Which lines below include the string "inflatable"? Please show each one.
--- Supplied entries ---
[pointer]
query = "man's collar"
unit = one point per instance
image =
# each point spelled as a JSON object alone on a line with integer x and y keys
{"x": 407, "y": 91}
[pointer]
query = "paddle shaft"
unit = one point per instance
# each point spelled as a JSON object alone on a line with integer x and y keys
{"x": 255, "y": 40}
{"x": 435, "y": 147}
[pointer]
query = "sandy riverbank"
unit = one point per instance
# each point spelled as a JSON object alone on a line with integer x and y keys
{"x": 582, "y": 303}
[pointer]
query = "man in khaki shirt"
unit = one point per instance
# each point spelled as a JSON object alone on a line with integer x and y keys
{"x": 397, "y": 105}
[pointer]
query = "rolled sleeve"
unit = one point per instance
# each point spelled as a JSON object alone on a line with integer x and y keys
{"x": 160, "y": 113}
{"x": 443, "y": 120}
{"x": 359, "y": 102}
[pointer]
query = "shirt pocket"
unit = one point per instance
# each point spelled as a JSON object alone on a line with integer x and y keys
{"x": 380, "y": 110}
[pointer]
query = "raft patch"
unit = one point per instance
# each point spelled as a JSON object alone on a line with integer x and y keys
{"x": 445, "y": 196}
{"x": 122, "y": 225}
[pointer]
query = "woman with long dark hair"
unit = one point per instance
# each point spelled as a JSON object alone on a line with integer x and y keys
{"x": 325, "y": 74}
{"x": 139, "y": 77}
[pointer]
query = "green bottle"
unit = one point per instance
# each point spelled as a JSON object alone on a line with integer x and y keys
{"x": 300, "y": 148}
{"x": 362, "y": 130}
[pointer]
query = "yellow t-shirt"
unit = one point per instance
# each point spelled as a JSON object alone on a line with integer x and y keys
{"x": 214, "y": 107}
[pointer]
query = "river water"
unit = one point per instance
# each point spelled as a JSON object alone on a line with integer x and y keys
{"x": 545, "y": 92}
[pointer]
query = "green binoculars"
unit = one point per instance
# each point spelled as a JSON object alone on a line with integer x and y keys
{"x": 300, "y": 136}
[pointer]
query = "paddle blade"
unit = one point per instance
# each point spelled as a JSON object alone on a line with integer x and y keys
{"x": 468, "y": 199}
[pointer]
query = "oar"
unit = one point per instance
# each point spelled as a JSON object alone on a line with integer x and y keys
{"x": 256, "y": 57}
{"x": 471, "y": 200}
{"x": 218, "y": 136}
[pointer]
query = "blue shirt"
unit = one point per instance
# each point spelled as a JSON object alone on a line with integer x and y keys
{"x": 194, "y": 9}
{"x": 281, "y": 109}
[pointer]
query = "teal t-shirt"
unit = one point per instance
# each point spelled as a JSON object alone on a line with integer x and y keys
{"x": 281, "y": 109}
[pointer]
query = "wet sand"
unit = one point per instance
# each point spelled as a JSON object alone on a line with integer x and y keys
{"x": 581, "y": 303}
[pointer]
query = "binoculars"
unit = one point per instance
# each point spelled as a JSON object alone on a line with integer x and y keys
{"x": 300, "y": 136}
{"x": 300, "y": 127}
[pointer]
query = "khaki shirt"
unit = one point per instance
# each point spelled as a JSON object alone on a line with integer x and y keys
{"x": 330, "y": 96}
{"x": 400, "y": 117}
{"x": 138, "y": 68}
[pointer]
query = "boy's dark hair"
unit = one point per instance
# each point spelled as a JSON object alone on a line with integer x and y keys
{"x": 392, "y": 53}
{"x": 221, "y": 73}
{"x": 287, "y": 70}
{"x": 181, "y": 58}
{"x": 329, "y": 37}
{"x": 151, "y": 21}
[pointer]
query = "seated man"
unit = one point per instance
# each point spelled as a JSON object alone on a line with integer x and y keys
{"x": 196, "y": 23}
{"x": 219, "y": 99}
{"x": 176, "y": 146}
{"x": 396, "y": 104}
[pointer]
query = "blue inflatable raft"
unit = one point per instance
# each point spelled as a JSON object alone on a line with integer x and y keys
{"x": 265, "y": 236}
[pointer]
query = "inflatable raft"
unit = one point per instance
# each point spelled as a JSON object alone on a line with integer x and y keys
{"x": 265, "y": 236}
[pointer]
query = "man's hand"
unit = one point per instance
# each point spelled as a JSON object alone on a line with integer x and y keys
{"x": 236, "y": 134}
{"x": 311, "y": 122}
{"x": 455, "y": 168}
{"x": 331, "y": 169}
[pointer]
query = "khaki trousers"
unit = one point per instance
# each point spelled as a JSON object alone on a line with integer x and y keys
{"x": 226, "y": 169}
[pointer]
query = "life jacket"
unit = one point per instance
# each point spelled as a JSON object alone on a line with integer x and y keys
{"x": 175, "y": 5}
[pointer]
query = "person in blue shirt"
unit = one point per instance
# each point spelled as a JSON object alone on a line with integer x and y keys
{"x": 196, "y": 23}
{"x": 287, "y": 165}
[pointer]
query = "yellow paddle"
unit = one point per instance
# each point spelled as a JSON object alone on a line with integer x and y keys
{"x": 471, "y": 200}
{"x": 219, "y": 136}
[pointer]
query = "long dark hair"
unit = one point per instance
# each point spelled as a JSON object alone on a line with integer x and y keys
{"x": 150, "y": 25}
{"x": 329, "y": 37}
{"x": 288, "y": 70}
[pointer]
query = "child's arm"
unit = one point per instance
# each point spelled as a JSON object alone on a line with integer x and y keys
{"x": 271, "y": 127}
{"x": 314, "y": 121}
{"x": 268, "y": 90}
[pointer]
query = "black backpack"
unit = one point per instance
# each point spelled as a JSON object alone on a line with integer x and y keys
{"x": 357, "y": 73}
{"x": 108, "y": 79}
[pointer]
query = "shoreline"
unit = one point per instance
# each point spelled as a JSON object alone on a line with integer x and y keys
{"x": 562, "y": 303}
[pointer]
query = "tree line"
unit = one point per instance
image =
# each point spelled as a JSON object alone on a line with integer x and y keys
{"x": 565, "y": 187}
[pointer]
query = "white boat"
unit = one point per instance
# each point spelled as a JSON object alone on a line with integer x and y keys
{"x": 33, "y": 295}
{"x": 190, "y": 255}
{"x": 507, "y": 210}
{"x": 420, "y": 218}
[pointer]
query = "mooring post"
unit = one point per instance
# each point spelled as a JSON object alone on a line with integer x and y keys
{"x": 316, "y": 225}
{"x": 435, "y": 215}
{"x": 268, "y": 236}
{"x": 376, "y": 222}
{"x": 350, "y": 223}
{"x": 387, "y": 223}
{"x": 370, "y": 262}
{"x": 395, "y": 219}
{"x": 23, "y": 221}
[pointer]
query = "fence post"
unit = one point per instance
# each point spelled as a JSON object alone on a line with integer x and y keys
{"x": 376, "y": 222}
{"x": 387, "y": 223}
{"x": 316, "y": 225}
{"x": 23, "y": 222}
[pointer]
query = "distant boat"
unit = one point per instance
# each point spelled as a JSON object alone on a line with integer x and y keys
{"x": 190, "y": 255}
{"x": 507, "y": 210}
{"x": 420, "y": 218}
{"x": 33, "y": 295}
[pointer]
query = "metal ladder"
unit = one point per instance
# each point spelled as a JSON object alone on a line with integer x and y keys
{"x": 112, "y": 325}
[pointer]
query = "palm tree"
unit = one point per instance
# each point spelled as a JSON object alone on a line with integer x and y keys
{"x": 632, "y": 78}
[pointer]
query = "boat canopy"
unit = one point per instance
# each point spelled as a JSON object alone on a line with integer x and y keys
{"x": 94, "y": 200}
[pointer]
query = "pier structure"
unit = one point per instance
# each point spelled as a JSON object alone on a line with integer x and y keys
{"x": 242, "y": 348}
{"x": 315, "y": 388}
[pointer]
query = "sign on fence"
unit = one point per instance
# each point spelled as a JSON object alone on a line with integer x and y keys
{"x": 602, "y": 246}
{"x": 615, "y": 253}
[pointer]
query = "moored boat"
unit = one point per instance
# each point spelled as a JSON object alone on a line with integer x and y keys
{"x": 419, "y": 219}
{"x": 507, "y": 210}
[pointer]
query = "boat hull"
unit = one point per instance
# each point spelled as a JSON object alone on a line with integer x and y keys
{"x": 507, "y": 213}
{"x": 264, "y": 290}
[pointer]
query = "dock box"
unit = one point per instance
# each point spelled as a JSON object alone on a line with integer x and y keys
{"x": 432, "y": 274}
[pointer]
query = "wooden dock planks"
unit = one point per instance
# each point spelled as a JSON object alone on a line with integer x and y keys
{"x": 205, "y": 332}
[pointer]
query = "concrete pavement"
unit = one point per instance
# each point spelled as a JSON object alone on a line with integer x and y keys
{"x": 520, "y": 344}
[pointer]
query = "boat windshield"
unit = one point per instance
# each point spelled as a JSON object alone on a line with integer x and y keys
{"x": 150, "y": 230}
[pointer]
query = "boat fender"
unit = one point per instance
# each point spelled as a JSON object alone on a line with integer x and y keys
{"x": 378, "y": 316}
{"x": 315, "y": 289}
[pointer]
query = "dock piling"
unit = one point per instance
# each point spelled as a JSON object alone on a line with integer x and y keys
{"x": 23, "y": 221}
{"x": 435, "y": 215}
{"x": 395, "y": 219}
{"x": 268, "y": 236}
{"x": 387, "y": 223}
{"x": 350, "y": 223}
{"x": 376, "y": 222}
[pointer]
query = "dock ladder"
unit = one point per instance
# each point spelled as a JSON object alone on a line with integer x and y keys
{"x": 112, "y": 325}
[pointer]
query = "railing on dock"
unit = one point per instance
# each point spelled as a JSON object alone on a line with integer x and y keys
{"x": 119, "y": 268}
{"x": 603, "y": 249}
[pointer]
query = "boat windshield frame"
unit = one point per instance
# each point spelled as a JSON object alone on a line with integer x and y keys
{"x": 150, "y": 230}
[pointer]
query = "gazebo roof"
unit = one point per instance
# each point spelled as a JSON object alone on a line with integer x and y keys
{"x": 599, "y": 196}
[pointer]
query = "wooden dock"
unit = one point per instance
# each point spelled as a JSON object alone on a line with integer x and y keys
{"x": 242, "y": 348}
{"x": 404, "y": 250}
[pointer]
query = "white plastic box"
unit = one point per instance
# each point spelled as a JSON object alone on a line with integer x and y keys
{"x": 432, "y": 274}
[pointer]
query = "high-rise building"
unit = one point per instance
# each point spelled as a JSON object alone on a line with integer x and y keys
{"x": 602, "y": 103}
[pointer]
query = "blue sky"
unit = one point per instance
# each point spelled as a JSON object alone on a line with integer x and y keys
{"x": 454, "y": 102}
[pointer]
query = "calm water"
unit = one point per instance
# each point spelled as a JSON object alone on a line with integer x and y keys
---
» Solution for this exercise
query = "blue inflatable raft"
query = "inflatable raft"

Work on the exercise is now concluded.